PROBLEM DETAILS: Copy out exactly each line from the line with "Wildlife-tally tagging: find every instance of the polished" through the last line of the material below.

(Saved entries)
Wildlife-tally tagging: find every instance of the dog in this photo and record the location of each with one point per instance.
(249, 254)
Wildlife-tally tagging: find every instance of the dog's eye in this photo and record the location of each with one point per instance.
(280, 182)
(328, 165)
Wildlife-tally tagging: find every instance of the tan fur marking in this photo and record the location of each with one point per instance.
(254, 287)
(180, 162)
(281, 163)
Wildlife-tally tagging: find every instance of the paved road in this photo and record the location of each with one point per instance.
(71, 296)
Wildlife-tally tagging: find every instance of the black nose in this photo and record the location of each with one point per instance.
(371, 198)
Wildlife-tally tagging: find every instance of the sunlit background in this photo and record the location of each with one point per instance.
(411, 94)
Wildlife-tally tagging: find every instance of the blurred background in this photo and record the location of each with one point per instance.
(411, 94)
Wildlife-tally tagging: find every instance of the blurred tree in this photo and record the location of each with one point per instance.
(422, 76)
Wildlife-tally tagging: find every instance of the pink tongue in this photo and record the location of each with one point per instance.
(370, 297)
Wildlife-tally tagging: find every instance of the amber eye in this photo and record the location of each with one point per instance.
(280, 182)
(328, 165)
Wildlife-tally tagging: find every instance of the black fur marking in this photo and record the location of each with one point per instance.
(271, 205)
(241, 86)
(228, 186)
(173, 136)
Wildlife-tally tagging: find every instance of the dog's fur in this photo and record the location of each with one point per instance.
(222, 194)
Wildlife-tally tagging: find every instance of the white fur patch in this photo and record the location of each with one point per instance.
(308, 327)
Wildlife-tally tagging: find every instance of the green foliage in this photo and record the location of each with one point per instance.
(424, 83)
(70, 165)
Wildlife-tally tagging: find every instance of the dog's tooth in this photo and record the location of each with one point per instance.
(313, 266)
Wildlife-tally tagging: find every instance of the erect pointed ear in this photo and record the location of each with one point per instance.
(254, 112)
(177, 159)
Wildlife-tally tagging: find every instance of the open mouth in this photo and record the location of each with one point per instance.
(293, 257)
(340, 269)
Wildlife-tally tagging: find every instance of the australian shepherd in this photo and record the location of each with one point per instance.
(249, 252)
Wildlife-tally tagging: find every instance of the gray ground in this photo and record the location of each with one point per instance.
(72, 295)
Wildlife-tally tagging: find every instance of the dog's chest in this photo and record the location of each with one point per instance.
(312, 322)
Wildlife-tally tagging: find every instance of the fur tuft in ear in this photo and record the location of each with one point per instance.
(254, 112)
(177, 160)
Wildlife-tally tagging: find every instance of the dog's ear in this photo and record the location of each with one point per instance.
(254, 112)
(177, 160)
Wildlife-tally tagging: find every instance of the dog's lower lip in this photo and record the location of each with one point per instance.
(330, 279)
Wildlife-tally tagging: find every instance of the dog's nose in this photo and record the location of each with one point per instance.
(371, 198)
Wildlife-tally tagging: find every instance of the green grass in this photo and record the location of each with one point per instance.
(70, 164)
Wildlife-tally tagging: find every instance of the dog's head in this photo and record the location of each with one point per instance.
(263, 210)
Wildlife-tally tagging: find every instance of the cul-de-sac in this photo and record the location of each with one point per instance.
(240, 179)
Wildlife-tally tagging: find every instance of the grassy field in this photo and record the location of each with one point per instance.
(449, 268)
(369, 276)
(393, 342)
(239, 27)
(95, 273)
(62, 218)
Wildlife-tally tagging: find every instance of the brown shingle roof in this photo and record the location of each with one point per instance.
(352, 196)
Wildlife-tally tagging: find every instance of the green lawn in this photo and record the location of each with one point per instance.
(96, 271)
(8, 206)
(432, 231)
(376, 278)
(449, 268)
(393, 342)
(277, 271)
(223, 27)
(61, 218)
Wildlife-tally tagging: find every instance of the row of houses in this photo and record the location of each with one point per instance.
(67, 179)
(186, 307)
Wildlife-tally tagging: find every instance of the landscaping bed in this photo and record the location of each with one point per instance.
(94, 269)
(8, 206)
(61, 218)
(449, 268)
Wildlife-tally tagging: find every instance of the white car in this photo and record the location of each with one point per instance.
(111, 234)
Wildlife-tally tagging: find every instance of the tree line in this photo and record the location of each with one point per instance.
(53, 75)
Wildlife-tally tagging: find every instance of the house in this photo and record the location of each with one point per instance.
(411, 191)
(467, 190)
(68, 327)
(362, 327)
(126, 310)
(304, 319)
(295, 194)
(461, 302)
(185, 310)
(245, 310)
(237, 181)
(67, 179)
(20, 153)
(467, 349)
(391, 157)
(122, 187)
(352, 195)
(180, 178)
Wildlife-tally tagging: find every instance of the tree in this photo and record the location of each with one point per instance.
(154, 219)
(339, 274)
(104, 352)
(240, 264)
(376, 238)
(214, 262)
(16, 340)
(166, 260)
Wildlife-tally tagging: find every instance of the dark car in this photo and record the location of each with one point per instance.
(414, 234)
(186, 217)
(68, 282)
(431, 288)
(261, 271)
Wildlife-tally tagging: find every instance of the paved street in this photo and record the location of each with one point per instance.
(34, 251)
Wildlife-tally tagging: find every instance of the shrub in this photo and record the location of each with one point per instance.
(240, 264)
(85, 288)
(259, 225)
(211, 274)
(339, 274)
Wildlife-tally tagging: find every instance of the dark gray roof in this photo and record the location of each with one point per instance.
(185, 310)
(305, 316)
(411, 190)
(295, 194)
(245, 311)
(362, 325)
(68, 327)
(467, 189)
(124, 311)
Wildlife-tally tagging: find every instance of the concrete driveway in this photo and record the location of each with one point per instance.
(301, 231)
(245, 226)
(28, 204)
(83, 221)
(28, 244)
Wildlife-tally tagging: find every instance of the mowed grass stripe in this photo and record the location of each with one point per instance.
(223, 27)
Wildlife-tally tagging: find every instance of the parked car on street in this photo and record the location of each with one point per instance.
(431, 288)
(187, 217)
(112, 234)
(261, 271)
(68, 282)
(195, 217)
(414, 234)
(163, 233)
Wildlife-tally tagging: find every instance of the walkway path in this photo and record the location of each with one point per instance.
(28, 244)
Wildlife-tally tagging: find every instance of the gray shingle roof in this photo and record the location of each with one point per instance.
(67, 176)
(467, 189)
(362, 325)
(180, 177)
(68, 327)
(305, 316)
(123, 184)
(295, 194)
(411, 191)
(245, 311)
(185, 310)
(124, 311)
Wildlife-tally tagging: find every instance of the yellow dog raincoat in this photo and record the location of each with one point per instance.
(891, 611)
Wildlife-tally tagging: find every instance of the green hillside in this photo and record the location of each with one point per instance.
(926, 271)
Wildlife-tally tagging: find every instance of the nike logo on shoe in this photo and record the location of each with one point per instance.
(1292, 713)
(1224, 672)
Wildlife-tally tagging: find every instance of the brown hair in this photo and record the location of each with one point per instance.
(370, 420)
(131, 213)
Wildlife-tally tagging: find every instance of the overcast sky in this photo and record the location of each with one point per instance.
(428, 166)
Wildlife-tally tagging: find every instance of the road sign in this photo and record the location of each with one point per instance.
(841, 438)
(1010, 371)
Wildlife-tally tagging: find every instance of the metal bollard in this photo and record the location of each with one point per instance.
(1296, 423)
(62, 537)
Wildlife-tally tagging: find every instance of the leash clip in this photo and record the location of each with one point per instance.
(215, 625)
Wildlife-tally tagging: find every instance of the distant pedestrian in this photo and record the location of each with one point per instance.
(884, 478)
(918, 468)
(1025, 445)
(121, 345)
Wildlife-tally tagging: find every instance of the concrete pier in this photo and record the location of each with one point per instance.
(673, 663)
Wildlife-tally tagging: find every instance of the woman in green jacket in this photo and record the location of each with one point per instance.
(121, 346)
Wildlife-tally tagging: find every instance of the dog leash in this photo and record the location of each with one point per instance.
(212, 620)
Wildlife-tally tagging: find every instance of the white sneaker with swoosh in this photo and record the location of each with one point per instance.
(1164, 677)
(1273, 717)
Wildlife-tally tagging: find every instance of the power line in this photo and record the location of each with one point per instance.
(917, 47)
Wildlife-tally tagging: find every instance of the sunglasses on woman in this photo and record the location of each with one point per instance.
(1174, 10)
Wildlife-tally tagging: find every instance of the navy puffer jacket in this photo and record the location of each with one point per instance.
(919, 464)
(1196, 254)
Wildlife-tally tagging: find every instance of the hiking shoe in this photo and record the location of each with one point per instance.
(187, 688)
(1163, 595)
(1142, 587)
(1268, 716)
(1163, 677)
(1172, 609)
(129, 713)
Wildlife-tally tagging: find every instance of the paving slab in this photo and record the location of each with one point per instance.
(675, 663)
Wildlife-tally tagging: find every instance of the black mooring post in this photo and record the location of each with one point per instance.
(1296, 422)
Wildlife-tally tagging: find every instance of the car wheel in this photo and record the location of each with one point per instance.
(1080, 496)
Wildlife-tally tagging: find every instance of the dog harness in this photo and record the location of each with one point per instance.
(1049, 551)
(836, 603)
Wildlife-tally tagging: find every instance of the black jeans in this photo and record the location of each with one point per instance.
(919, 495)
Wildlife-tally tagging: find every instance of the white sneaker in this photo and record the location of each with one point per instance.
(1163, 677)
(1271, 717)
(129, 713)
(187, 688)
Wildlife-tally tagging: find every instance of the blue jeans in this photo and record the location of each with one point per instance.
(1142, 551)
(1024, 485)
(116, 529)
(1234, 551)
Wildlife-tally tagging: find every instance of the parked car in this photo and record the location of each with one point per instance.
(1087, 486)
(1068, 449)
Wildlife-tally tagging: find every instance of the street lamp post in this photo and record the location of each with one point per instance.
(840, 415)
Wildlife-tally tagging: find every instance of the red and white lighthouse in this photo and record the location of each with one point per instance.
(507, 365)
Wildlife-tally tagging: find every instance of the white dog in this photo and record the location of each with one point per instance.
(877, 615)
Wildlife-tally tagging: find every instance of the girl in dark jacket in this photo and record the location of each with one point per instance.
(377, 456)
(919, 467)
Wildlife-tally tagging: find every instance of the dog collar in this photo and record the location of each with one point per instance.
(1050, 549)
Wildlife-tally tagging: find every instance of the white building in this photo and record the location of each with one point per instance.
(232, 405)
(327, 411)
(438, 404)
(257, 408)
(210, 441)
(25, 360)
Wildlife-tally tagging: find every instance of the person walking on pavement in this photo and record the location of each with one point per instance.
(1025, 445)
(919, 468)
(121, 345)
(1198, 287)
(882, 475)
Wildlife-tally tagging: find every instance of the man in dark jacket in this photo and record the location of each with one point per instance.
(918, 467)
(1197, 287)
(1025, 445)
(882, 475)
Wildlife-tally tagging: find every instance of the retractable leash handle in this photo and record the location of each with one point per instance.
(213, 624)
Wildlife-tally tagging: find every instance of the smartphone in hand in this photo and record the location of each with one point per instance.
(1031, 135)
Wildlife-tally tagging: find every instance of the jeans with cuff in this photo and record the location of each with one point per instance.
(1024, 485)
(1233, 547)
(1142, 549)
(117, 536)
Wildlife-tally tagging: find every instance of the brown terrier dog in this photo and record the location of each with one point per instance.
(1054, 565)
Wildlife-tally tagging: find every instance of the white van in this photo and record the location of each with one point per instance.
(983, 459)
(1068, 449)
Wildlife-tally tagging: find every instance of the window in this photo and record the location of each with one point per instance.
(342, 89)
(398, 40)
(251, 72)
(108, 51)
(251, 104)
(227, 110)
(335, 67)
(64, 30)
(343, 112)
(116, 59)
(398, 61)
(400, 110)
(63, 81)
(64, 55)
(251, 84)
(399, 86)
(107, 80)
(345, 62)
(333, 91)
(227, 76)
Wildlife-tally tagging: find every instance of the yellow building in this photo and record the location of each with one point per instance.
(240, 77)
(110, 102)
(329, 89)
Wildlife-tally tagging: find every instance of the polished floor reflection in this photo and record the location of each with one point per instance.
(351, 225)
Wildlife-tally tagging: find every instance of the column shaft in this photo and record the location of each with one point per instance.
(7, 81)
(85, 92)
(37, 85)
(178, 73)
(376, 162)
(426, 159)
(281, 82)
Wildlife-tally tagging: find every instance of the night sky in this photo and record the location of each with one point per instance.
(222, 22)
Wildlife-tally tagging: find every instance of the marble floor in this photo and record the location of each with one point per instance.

TASK SOLUTION:
Wildlife-tally tagging: find every instance of the polished floor reflection in this photo and record the location of each with one point per instance.
(351, 225)
Wildlife-tally tagging: find every instance of the column shaft in this photo and record the location of each with one point per instance.
(7, 81)
(85, 92)
(37, 85)
(178, 73)
(376, 162)
(426, 159)
(281, 82)
Wildlife-tally tagging: find every instance of the night sky in this photo and record the location of each with one point per instance.
(222, 22)
Wildlife-tally tagging: find every instance of the marble floor in this photo and record the location of each with one point per instance.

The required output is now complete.